◆ **Text for analysis**
===============

Blood ionized calcium levels and acute-phase blood glucose kinetics in goats after intramammary infusion of lipopolysaccharide.

The aim of this study was to determine the blood ionized calcium (Ca) levels and acute-phase blood glucose kinetics in goats with mastitis induced by an intramammary challenge of lipopolysaccharide (LPS). Five goats were subjected to intramammary challenge of either LPS (10 µg) or saline (control). Some clinical manifestations (rectal temperature, pulse rate, respiration rate, ruminal motility, physical activity, and dehydration) were observed, and blood was collected for the measurement of several parameters [ionized and total Ca levels, blood glucose level, pH, and white blood count (WBC)] at 0 (just before challenge), 1-4, 6, 8, 12 and 24 hr post-challenge in both the LPS and control phases. Milk was collected at 0 (just before challenge), 4, 8, 12 and 24 hr post-challenge to measure the somatic cell count (SCC) and N-acetyl-beta-D-glucosaminidase (NAGase) activity. In the LPS phase, increased rectal temperature, significantly decreased ionized Ca and total Ca levels and WBCs were observed compared with those at 0 hr, although there were no differences in all parameters between phases. LPS infusion significantly increased SCCs in milk and NAGase activity. The present results demonstrated that, during the acute phase of mastitis induced by intramammary challenge by LPS at a concentration sufficient to cause general symptoms in goats, a decreased blood ionized Ca level occurs, but not hypoglycemia.

===============

◆ **Records provided**
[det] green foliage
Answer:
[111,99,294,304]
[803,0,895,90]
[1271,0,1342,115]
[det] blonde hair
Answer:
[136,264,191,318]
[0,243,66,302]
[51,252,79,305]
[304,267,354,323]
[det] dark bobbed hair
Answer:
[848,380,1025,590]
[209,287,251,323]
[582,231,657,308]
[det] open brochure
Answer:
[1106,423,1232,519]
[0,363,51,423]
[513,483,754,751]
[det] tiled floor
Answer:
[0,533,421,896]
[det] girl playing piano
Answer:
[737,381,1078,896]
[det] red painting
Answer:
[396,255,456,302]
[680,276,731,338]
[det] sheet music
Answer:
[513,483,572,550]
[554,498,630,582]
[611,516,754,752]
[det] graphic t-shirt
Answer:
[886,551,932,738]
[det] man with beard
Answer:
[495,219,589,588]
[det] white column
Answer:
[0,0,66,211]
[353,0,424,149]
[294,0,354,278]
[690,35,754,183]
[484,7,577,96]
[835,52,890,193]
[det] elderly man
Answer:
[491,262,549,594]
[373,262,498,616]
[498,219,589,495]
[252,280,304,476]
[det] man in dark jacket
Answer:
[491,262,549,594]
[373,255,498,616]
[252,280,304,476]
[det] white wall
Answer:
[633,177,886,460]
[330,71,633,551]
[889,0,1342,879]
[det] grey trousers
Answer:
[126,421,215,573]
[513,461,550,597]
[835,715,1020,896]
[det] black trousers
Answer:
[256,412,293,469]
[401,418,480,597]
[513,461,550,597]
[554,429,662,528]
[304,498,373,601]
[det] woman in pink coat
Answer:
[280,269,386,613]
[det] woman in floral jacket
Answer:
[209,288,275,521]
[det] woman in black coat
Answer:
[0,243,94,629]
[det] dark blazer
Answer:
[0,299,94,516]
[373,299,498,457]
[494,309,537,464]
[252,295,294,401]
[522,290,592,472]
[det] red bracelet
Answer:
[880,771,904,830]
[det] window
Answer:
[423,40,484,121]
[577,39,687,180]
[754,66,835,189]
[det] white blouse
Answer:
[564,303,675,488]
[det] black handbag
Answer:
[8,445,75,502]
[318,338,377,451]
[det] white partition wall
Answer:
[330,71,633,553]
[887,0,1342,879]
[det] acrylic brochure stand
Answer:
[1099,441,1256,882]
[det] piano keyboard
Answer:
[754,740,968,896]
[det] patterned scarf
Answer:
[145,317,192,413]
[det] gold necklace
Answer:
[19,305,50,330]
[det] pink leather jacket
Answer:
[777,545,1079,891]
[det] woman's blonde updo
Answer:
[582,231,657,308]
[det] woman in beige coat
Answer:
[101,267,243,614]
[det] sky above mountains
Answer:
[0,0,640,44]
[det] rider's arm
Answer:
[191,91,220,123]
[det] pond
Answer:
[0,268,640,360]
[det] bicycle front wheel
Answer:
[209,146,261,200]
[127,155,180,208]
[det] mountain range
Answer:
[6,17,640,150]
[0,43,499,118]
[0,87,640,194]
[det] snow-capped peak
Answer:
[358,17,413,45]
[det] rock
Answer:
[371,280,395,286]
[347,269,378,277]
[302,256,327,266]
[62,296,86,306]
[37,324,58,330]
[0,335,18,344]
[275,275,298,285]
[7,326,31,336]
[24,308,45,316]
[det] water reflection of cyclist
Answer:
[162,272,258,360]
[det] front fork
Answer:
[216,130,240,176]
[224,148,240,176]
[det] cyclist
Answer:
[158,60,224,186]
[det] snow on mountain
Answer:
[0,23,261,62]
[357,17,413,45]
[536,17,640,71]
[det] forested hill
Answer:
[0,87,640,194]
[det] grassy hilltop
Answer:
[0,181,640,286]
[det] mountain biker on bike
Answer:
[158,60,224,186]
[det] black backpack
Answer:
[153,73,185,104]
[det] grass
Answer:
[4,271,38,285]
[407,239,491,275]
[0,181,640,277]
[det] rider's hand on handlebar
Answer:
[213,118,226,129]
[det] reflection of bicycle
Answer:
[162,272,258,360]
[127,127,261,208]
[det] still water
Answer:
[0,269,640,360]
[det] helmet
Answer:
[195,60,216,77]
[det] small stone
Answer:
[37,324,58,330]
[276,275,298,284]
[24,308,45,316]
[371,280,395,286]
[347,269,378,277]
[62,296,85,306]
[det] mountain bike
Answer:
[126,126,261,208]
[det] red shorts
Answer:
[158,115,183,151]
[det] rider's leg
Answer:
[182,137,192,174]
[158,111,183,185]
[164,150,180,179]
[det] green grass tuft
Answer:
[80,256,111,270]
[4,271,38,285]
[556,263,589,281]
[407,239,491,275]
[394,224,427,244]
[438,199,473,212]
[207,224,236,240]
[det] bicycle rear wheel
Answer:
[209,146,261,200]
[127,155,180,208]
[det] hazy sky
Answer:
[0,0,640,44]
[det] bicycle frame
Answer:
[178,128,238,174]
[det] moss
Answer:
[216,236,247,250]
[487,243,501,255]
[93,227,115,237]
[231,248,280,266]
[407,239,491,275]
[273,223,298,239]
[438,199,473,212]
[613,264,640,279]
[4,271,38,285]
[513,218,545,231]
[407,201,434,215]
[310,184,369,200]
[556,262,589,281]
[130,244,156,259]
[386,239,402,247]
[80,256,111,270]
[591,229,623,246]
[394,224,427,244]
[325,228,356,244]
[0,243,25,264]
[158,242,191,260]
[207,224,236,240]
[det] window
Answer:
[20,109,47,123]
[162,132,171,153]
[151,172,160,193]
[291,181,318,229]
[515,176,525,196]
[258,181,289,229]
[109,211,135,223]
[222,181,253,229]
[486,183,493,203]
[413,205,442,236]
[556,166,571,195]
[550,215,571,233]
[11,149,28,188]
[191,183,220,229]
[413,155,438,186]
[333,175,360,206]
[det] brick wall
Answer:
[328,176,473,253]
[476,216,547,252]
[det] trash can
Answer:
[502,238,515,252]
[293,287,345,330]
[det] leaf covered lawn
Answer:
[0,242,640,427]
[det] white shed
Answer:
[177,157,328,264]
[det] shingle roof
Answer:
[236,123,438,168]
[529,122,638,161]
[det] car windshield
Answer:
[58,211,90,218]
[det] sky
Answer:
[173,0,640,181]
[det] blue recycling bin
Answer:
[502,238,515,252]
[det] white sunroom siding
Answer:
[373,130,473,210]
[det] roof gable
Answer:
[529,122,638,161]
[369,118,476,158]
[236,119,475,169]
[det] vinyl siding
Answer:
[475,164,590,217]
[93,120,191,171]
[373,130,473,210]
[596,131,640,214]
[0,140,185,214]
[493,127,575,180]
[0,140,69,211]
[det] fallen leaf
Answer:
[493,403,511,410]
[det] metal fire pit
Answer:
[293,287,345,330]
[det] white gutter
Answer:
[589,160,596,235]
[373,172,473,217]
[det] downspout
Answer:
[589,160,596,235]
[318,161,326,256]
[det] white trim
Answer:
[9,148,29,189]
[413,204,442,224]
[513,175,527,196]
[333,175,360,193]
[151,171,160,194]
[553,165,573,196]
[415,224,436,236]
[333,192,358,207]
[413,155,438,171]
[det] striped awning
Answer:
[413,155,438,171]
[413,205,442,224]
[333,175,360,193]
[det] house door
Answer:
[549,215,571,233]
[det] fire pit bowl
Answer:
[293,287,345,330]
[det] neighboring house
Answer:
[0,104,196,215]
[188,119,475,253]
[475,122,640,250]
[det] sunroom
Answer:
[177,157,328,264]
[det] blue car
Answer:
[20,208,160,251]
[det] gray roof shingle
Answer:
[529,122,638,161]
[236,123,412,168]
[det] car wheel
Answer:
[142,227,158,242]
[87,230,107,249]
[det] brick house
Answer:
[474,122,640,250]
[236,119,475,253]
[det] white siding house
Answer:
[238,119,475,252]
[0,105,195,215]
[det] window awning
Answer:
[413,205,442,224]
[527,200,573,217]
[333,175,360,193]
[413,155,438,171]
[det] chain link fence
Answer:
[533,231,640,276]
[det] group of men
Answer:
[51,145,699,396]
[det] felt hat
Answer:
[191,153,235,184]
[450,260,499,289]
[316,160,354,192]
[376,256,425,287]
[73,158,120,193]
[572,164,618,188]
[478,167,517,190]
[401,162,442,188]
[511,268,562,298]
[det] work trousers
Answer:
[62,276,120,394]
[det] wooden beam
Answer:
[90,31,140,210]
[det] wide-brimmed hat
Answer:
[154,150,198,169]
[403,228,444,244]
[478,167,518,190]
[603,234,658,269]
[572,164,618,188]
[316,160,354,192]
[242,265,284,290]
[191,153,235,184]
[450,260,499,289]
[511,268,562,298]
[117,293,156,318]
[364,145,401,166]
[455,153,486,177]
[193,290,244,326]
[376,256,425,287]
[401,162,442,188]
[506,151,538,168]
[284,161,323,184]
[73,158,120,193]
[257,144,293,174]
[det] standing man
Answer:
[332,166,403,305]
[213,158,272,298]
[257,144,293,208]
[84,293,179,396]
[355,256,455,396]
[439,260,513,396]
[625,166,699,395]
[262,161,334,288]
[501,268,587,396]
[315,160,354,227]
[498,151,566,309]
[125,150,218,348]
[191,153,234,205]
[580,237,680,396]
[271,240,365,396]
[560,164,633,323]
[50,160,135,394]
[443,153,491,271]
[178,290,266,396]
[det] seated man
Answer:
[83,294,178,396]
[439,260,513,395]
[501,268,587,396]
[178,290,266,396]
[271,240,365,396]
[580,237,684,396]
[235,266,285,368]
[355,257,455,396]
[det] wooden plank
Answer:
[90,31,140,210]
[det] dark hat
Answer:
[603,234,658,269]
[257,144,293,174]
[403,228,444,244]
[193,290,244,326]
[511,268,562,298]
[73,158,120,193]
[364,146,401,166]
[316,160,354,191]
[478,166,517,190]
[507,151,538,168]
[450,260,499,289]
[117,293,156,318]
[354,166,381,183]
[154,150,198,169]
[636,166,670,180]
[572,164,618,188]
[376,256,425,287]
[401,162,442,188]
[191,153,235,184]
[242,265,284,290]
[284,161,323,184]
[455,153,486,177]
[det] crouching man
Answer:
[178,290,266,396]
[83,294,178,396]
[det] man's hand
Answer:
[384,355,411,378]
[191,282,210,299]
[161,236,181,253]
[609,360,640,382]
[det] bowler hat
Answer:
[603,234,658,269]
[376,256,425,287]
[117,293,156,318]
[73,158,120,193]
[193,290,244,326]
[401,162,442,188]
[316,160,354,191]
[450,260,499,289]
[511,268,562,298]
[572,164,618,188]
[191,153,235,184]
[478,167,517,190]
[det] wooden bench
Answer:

===============

◆ **Goal of the exercise**
Can you carry on the abstract about blood ionized calcium and glucose in goats given intramammary lipopolysaccharide, picking up right after its last sentence?

◆ **Response below**
Mastitis is not only a bovine disease, which is a global issue, but also an important challenge for public health [14]. Acute coliform mastitis (ACM) is one form of mastitis, for which Escherichia coli is a major pathogen, and it is associated with a problematically high culling rate because its general symptoms can be serious. ACM progresses rapidly, making early detection and treatment vital. Early treatment strategies for ACM are based on an understanding of the state of the disease in the acute phase, and such understanding has thus assumed much significance. Serious general symptoms of ACM are induced through a biological reaction to the lipopolysaccharide (LPS) present in the cell wall of the pathogen, involving the release of inflammatory mediators [1]. Until now, mastitis has been studied in disease models induced by intravenous LPS challenge. These models have shown an acute-phase reaction characterized by hypocalcemia [18] and hypoglycemia, which follows a transiently high blood glucose level [10].

The blood ionized calcium (Ca) level is a clinical marker of circulating, physiologically active Ca. Ionic hypocalcemia is reportedly used as a prognostic indicator in dogs [4], in which it can occur with endotoxemia [3]. In bovine ACM, an association with hypocalcemia is reportedly much more likely when the condition is severe rather than mild [20]; however, acute-phase plasma ionized Ca levels have not been fully investigated. It has recently become clear that acute endotoxemia-induced hypoglycemia occurs when immunological glucose clearance overcomes the whole body’s glucose regulation mechanism [10]. Studies have stressed the importance of maintaining blood glucose levels in people with septic shock. Accordingly, an understanding of blood glucose kinetics in the acute phase of ACM is vital for the development of evidence-based therapies for this condition.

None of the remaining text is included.